Two popular Universal Studios backlot shooting locations -- New York Street and the Back to the Future courthouse square -- were engulfed in smoke Sunday during a wild predawn blaze that turned the King Kong amusement park attraction and countless copies of studio films and TV shows in a cavernous video vault into charcoal.
According to Variety, the fire was still burning hours later, and the full impact on shooting and themepark operations was unclear.
"Only three to four acres burned," said a Universal rep Sunday afternoon. "There are plenty of other locations." The studio had no info then regarding future production in the affected areas.
The studio initially had hoped to open the theme park but ultimately decided to keep the gates closed Sunday. CityWalk restaurants reopened in the afternoon and the MTV Movie Awards was still skedded for the evening in the Gibson Amphitheater, possibly with a relocated red carpet.
Universal Studios prexy and chief operating Ron Meyer called the blaze a "bad situation" but said it could have been much worse, noting that the studio's main motion picture vault was not affected. More than 40,000 films and TV shows were stored in the video vault that burned, but he said the studio has "lots of duplicates" elsewhere.

(A block of data)
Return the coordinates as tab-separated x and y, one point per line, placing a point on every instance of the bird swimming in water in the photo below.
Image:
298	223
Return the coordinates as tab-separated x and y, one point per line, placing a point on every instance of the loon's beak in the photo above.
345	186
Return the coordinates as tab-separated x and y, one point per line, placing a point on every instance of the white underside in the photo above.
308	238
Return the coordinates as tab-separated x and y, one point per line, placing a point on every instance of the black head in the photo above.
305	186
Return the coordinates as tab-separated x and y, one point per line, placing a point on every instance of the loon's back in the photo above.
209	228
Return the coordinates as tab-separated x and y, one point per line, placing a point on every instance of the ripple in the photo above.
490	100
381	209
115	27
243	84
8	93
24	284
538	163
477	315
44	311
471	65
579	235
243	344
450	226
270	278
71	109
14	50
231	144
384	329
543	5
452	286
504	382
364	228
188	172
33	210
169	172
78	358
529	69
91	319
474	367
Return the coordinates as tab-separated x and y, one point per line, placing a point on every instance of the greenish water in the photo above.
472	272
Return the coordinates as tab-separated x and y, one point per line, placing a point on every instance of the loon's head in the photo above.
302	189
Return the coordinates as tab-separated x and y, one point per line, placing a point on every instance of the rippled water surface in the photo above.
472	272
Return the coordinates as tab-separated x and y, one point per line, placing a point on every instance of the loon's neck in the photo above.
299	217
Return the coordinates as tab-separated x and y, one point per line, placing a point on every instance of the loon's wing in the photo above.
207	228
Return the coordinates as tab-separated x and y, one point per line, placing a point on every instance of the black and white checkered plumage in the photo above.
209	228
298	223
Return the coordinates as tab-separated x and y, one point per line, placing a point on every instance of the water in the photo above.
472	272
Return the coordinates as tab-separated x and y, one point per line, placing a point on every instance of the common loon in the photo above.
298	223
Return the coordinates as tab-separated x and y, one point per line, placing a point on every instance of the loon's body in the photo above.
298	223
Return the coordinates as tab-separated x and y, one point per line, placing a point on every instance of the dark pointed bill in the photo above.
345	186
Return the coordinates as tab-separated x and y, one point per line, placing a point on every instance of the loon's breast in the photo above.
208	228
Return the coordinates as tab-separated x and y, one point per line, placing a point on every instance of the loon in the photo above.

--

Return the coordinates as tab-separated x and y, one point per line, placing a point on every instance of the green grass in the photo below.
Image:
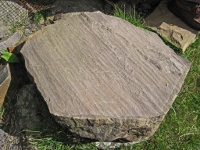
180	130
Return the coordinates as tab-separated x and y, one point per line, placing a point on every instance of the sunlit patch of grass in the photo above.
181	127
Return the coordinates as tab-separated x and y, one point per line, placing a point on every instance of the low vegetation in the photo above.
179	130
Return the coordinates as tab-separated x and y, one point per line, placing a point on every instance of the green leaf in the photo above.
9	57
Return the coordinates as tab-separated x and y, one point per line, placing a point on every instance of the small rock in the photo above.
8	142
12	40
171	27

---

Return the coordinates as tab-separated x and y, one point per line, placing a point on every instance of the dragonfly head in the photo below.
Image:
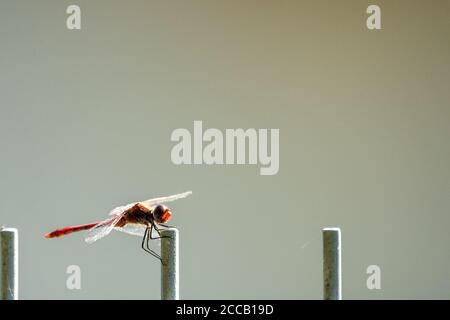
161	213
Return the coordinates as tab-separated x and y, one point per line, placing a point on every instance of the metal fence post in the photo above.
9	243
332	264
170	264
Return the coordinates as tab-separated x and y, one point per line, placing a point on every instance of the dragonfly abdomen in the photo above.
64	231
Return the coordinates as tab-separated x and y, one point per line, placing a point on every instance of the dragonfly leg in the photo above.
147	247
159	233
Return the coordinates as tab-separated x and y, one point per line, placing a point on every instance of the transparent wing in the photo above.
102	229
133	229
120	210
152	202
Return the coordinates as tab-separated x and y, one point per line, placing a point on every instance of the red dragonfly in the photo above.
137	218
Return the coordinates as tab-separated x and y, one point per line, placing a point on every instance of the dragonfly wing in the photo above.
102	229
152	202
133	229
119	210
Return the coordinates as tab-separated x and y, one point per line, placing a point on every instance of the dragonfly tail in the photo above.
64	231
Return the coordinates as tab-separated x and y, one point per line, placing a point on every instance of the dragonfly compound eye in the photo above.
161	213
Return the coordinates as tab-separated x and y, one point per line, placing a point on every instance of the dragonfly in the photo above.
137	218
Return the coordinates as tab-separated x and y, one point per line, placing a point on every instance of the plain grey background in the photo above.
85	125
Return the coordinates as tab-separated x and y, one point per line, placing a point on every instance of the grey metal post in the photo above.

GOALS:
A. Answer these questions using the article about the Universal Studios fire:
(i) Which two backlot shooting locations were engulfed in smoke?
(ii) How many acres burned, according to a Universal rep?
(iii) How many films and TV shows were stored in the video vault that burned?
B. Carry on the article about the Universal Studios fire from its last sentence.
The material above has no part in this work.

TASK-BY-TASK ANSWERS:
A.
(i) New York Street and the Back to the Future courthouse square.
(ii) Three to four acres.
(iii) More than 40,000.

B.
"Fortunately, nothing irreplaceable was lost," said Meyer, who walked the lot with longtime fixture Steven Spielberg in the morning to assess the damage.
Meyer confirmed that the fire damaged two of the eight locations for the CBS drama "The Ghost Whisperer" and "completely destroyed" a set that most recently housed "Changeling," a Universal feature directed by Clint Eastwood that just had its premiere at Cannes. A U spokesperson said "Ghost Whisperer" was already on hiatus until mid-June and that the studio would find other locations for it to use when shooting resumed.
The Sunday-morning blaze broke out in an area that previously burned during a 1990 fire caused by arson. That fire caused tens of millions of dollars in damages; Spielberg helped rebuild the area back then.
The Los Angeles County Fire Dept. could not immediately determine the cause of Sunday's blaze, which quickly engulfed three to four acres of the 391 acres on the lot. Loud explosions woke nearby residents, but it was not immediately clear whether they caused the fire or were a byproduct of it.
Hundreds of firefighters raced to the scene, but their early efforts were hampered by low water pressure; they drew water from backlot ponds and lakes to aid their work. Several firefighters suffered minor injuries.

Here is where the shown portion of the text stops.